● **ZADANIE**
Zamień „black” na „white” we fragmencie rekordów, który zaczyna się od wiersza zawierającego „Look at the photo above. For each instance of the black” i ciągnie się do samego końca rekordów. Podaj ponownie tylko ten fragment i pozostaw w nim wszystko inne bez zmian.

Rekordy z oznaczonymi punktami:
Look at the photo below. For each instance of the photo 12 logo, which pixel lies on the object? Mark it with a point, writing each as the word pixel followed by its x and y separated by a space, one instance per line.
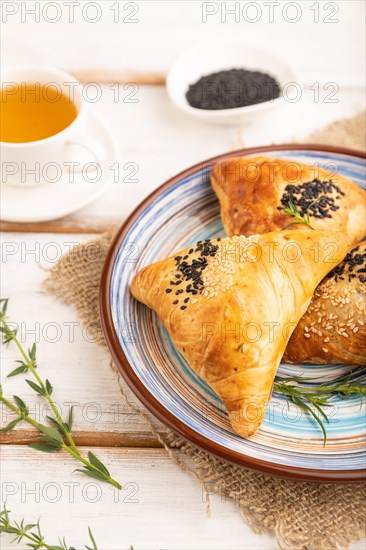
pixel 71 12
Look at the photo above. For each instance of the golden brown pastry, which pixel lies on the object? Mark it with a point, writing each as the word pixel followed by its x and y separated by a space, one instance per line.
pixel 254 190
pixel 230 306
pixel 333 330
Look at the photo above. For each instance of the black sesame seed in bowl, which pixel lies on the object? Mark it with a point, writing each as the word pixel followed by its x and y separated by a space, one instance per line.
pixel 232 88
pixel 231 82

● **WYNIK ĆWICZENIA**
Look at the photo above. For each instance of the white sesame seed in bowl, which pixel lies on the object? Mark it with a point, writing each as the word pixel followed by its x and y separated by a space, one instance per line.
pixel 232 88
pixel 231 82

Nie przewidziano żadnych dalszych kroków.